The ADF unit root test validates the stationarity of each variable under examination; this enables the analysis of the variables' long-run equilibrium connection. Further, we employ the Johansen and Fisher cointegration test to examine the cointegration. Notably, this test measures the authenticity of the cointegrating link while using the maximum probability assumptions. Such a test is often employed for linkage detection, and methods for examining such connections between variables are also prevalent (Poh & Tan, 1997).

This research uses the quantile regression method advocated by Koenker and Bassett (1978) to experimentally examine the long-run effects of regressors on product innovation after performing the time series analysis requirements, such as normality, the unit root, and the cointegration tests. The test estimations via Jarque and Bera, (1987) reveal an asymmetrical distribution, which precludes the adoption of conventional methodologies from providing reliable estimates. Therefore, the quantile regression method is applied. Additionally, the quantile regression specification, which offers predicted coefficients at each specified quantile, is employed in this study to avoid the overestimation and underestimating biases of the calculated coefficients in these conventional approaches. Since the quantile regression methodology addresses both redistributive and individualized variability, it is more successful than the traditional least squares method in providing detailed information concerning the relationship between the studied parameters (Cheng et al., 2019). Additionally, quantile regression is more reliable than conventional regression, which only provides the average contribution of regressors (Qin et al., 2021). The previously mentioned regression expressions, i.e., Eq. (1) and Eq. (2), may be converted into the quantile regression format as illustrated below by using the suggested methodology.

Q_{{P I N}_{t}} (θ β_{t}) = α_{t} + β_{1, θ} {M H T I}_{t} + β_{2, θ} {N B R}_{t} + β_{3, θ} {I C T}_{t} + β_{4, θ} {G D P P C}_{t} + ε_{i t},,

(4)

Q_{{P I N}_{t}} (θ β_{t}) = α_{t} + β_{1, θ} {M H T I}_{t} + β_{2, θ} {N B R}_{t} + β_{3, θ} {I C T}_{t} + β_{4, θ} {F D}_{t} + ε_{i t},,

(5)

In the equations above,

θ

in the subscript indicates quantiles for each parameter. The present research employed four quantiles, namely Q25th, Q50th, Q75th, and Q90th, to scientifically investigate the effects of medium and high technological sector (MHTI), new business registrations (NBR), ICT, and economic progress (GDPPC) on product innovation in Model-1, and the impact of medium and high-tech (MHTI), new business registrations (NBR), Information and communication technologies, and financial development (FD) on product innovation in Model-2 in the Chinese economy.

▸ TASK INPUT
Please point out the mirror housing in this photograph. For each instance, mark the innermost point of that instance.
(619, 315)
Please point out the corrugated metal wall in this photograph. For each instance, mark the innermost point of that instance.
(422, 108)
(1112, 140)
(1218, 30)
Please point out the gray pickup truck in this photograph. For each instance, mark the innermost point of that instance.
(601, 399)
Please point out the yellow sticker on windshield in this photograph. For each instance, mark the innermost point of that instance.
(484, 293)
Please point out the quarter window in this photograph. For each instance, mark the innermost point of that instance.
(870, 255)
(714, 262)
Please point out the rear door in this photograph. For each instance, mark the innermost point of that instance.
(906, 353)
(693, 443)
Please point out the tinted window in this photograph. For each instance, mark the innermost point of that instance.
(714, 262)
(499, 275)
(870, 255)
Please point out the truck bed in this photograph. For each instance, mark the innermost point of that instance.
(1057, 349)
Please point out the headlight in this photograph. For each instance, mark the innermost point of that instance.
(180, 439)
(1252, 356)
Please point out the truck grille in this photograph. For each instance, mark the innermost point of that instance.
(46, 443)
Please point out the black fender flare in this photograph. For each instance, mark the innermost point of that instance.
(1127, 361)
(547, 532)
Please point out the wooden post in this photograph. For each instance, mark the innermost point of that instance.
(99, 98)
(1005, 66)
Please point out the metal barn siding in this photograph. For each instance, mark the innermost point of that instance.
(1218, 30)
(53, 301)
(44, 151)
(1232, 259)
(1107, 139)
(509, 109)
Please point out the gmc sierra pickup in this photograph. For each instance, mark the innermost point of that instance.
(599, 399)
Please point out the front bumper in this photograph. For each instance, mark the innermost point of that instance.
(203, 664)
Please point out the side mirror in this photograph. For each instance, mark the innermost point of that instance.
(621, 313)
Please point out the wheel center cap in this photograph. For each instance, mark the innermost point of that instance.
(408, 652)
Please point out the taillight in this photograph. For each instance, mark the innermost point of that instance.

▸ INSTRUCTIONS
1. Duplicate the methodology text from "In the equations" up to and including "the Chinese economy.".
2. In the records, from the first line up to and including the line with "(1057, 349)", swap "innermost" for "most central" and leave everything else unchanged. Return only those lines.
The methodology text and the records have nothing to do with each other.

▸ EXPECTED RESULTS
1.
In the equations above,

θ

in the subscript indicates quantiles for each parameter. The present research employed four quantiles, namely Q25th, Q50th, Q75th, and Q90th, to scientifically investigate the effects of medium and high technological sector (MHTI), new business registrations (NBR), ICT, and economic progress (GDPPC) on product innovation in Model-1, and the impact of medium and high-tech (MHTI), new business registrations (NBR), Information and communication technologies, and financial development (FD) on product innovation in Model-2 in the Chinese economy.

2.
Please point out the mirror housing in this photograph. For each instance, mark the most central point of that instance.
(619, 315)
Please point out the corrugated metal wall in this photograph. For each instance, mark the most central point of that instance.
(422, 108)
(1112, 140)
(1218, 30)
Please point out the gray pickup truck in this photograph. For each instance, mark the most central point of that instance.
(601, 399)
Please point out the yellow sticker on windshield in this photograph. For each instance, mark the most central point of that instance.
(484, 293)
Please point out the quarter window in this photograph. For each instance, mark the most central point of that instance.
(870, 255)
(714, 262)
Please point out the rear door in this photograph. For each instance, mark the most central point of that instance.
(906, 353)
(693, 443)
Please point out the tinted window in this photograph. For each instance, mark the most central point of that instance.
(714, 262)
(499, 275)
(870, 255)
Please point out the truck bed in this photograph. For each instance, mark the most central point of that instance.
(1057, 349)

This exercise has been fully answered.